+++ Extract provided
# UK Culinary Schools



## memento (Aug 9, 2008)

Hello!

I have one more year left doing my A-Levels and I have started to think that I may want to change my career path from becoming a psychologist to becoming a chef. I've posted why in detail in my introduction thread, but trust me, this isn't a fleeting thought!

I currently work part time at a restaurant which serves good food but is no means big. I am a server and act as a starter chef two or three times a week. I would like to become a chef in a prestigious restaurant or hotel. I know these are perhaps ambitious pipe dreams however this is my goal. I also believe the best way of obtaining this goal is to attended an accomplished culinary school to gain professional training a certification. The two major schools I am looking at are Le Cordon Bleu and Tante Marie, both based in or around London. I would like to know what your opinions are on either of these schools as it would be greatly appreciated! I would want to go to a school that would try to place me under a very good chef to learn from after graduation, and it would be helpful to know the entry level salary for graduates of either program, especially Le Cordon Bleu's Grande Diploma.

Many thanks!


----------



## tessa (Sep 9, 2007)
++++++
+++ Extracted records
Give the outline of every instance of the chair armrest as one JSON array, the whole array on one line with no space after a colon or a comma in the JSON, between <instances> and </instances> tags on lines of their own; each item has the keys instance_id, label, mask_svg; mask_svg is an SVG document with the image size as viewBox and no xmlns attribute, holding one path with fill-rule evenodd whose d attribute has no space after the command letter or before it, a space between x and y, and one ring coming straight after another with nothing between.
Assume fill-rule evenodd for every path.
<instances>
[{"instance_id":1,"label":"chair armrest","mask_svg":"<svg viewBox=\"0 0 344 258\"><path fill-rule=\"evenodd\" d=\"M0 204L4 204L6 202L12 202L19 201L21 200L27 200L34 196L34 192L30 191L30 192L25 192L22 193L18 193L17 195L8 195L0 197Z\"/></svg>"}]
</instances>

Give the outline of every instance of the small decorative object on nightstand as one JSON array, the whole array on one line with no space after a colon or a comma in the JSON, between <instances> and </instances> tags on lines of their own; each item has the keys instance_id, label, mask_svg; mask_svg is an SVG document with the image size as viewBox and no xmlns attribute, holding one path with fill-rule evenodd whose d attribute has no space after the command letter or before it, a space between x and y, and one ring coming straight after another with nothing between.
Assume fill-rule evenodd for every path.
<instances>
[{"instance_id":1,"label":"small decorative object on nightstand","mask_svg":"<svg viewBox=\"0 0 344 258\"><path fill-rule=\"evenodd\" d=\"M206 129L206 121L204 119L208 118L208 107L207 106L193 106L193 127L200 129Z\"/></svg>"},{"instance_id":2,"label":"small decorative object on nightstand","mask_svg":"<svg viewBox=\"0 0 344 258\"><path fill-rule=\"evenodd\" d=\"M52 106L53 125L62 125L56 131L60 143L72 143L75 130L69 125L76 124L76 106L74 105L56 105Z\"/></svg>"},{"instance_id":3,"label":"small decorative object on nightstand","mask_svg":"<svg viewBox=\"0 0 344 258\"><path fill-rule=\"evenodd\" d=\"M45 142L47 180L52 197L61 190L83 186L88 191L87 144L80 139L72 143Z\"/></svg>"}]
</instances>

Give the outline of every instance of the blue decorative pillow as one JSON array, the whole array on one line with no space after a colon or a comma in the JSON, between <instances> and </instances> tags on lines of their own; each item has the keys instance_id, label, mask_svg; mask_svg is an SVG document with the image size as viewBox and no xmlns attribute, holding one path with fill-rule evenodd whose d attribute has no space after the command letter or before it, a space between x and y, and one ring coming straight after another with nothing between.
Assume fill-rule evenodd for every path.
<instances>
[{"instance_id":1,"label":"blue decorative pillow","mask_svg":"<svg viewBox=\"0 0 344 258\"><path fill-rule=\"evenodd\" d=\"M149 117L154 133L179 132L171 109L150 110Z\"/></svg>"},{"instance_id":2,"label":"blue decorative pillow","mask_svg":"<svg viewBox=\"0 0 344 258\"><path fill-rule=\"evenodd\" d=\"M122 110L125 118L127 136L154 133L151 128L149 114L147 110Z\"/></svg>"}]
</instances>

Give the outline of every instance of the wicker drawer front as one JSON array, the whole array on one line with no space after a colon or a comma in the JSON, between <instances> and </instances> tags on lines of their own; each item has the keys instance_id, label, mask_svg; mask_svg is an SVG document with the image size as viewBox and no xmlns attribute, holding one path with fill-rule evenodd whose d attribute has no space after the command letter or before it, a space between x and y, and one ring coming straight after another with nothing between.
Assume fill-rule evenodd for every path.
++++++
▸ Goal A: In the thread on UK culinary schools, which two schools is memento considering?
▸ Goal B: Pick up the thread on UK culinary schools after its final line and continue writing it.

▸ Expected answer A: Le Cordon Bleu and Tante Marie.

▸ Expected answer B:
why dont you see if you can do a stint with gordon ramsey , I think you have to go through gorden ramsey holdings to find out , he may be a bit a prick but from what i have heard hes an amazing teacher. Or even go and front up to some of the big name hotels and see if they have an apprenticeship program, not only do they have you being paid , but your also being trained in all aspects of being a chef with in their own wonderful schooling systems. London has some incredible training opportunities and wonderful restaurants to work in, your city is your oyster for choices. Good on you for wanting to go in to this wonderful industry


----------



## rainliberty (Jun 10, 2008)

Starting slary in the U.S is around 30k annually, but take into account thats working a **** load of hours a week. Probably 55ish+ right out of school.


----------



## rizlaracerhtid (Aug 19, 2008)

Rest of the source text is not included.